Part of a data file
——————
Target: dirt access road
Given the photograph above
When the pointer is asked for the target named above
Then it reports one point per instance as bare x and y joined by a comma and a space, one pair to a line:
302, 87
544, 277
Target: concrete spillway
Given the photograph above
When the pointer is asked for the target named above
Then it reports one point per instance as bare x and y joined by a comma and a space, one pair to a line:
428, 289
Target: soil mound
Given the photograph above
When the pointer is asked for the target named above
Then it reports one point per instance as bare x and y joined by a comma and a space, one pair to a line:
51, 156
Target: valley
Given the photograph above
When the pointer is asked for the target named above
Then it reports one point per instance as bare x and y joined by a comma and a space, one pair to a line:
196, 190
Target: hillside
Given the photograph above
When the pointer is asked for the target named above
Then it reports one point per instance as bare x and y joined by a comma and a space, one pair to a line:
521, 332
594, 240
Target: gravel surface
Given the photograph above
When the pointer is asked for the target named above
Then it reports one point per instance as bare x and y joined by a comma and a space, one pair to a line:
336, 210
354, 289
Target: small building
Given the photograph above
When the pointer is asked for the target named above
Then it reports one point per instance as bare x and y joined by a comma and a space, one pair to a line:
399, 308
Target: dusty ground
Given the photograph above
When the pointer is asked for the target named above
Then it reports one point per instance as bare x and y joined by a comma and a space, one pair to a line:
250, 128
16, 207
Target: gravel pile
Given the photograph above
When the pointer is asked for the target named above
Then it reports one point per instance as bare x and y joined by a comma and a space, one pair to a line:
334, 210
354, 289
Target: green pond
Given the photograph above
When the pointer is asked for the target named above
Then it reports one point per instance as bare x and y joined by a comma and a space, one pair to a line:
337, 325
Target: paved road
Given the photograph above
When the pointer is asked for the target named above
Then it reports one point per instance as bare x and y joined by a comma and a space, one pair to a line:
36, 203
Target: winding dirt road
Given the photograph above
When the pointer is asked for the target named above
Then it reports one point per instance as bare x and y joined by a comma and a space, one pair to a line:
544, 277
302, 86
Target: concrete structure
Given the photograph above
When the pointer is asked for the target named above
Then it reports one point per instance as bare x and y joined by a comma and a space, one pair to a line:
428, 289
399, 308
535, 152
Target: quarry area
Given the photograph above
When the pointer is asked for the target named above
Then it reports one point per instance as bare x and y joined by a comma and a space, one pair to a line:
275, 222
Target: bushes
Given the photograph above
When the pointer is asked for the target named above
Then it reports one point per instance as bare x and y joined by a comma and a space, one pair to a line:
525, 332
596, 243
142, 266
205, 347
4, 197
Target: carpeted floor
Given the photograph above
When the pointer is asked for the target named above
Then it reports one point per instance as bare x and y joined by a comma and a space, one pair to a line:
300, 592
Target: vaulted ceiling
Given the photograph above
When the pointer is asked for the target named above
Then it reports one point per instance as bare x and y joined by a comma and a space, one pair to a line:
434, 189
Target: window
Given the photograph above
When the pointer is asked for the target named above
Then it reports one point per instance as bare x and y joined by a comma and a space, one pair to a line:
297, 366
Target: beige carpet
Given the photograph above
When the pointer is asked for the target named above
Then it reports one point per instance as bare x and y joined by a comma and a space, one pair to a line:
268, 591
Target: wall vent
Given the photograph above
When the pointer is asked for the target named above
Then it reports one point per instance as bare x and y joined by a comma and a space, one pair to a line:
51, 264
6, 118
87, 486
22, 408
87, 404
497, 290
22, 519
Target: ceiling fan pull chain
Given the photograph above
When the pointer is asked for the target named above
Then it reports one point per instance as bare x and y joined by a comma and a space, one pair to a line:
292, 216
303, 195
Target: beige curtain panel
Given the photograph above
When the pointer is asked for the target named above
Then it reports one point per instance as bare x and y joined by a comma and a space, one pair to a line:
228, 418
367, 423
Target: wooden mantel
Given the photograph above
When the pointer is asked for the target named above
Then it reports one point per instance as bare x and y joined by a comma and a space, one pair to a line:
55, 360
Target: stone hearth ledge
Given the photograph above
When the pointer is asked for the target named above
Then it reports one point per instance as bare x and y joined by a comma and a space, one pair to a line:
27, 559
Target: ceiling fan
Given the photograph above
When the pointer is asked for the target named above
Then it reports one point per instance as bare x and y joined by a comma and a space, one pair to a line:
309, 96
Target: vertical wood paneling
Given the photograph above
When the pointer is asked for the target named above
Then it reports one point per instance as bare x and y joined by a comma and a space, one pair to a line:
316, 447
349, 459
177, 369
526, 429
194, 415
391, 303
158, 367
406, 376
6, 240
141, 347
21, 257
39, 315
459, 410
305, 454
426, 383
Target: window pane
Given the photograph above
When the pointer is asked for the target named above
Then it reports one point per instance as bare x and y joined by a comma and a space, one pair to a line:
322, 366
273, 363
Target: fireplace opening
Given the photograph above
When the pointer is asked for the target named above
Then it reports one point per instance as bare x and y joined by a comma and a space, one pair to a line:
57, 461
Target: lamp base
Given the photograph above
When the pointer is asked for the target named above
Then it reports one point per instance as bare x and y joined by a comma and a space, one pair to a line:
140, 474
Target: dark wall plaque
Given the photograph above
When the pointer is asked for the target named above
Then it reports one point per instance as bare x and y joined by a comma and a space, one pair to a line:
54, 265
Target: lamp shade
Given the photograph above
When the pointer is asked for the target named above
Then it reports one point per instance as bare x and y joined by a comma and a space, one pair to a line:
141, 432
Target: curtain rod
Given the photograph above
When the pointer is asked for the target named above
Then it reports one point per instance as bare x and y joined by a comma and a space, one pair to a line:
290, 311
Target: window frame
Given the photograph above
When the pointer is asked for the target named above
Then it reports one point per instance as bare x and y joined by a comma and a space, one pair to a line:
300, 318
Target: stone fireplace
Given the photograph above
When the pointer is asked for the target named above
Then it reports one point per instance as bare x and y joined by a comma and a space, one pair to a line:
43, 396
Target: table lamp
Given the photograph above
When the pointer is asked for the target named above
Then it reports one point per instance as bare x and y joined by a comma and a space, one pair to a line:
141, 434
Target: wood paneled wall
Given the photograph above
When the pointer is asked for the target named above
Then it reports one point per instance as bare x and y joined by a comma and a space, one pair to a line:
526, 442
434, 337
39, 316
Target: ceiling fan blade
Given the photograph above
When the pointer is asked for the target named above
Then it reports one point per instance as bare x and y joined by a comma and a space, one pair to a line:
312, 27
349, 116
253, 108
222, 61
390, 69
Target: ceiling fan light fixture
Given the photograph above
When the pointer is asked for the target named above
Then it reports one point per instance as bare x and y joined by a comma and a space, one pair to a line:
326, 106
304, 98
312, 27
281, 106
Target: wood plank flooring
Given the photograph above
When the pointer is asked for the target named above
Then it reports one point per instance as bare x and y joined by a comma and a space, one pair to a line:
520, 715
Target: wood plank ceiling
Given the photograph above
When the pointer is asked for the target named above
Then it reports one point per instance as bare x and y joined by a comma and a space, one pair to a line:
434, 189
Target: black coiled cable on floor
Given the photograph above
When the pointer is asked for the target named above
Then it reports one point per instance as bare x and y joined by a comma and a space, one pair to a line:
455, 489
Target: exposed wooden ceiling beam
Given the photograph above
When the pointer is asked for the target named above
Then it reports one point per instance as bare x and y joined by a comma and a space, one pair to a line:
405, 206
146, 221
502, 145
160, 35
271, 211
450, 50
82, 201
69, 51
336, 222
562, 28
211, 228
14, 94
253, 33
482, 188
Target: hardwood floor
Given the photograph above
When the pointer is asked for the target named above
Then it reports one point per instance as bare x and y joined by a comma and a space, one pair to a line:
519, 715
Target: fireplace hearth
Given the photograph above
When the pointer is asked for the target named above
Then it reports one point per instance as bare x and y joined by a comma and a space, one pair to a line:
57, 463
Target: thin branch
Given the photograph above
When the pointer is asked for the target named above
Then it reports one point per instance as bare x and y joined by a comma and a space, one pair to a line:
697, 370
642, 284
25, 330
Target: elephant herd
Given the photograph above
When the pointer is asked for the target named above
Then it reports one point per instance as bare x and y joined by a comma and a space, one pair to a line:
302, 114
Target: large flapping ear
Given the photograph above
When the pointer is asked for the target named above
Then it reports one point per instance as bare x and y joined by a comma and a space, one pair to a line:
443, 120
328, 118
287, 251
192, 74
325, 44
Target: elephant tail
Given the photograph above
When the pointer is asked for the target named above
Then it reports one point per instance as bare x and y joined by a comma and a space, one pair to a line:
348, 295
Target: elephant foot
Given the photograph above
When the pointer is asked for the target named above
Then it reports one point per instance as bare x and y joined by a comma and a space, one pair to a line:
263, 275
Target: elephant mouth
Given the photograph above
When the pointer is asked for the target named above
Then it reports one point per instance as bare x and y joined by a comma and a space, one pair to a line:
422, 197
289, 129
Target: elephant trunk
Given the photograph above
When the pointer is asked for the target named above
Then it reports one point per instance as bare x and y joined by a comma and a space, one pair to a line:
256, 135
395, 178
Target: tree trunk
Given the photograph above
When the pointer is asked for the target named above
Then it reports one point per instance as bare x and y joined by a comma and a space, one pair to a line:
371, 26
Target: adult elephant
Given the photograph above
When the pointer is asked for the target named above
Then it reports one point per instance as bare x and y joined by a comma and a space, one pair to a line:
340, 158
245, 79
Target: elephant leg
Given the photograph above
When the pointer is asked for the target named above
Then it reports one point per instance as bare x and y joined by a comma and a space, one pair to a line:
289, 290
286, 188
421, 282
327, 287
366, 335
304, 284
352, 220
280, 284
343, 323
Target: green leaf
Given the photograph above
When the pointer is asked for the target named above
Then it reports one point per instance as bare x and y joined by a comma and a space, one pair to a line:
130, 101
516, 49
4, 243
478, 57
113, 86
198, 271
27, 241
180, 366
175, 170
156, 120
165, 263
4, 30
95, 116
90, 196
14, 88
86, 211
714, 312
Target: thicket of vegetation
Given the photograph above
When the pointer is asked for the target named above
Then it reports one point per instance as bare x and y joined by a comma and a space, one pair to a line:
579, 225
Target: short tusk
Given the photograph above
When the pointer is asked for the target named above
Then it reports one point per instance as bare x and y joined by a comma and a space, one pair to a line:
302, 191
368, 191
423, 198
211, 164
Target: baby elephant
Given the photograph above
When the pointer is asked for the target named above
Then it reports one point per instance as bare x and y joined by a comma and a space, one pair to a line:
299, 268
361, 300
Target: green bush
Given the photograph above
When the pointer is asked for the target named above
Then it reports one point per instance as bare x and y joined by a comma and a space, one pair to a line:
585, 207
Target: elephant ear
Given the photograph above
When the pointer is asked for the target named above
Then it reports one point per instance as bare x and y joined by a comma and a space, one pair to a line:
——————
#### Task details
Locate the line that contains "Target: adult elephant". Repeat it and every line after it, up to and including the final line, exactly.

#### Final result
Target: adult elephant
Given the photograph above
When the pointer is asked for the target named above
Then it reports one point per instance as bare x and y joined by a comma and a space, one pair to a line:
340, 158
245, 79
Target: elephant leg
Given the photograph above
When the pointer is asked for the target named above
Then it reports one point per instance as bare x and y joined by a comma and a space, one pair to a line:
289, 290
286, 188
421, 282
327, 287
366, 335
304, 284
352, 220
280, 284
343, 323
Target: green leaf
Given the photograph above
When the pointer is asked for the target named above
Then it reports one point per instance as bare x and y joined by a comma and a space, one pair to a line:
130, 101
516, 49
4, 243
478, 57
113, 86
198, 271
27, 241
180, 366
175, 170
156, 120
165, 263
4, 30
95, 116
90, 196
14, 88
86, 211
714, 312
Target: thicket of vegetation
Given the photograph above
When the pointer is asked for the target named above
Then it reports one point per instance as bare x and y joined by a comma and a space, one pair to a line:
579, 225
Target: short tusk
Given the photograph above
When the pointer is asked for the target named above
Then it reports one point per instance as bare x and y joined by a comma and a space, one pair to a line:
302, 191
368, 191
423, 198
211, 164
Target: baby elephant
Given the photograph above
When the pointer is asked for the target named above
Then it reports one point per instance as bare x and y joined by a comma and a space, one pair to a line:
299, 268
361, 300
Target: green bush
Given the photograph above
When the pointer is asked for the target named above
Then it reports one point per instance as bare x and y joined by a comma and a space, one pair to a line:
585, 207
Target: elephant ear
Given the photograph above
When the pointer is asked for the target named above
Then it reports one point per instance as bare x and y joined by a comma and a space, one pair to a line:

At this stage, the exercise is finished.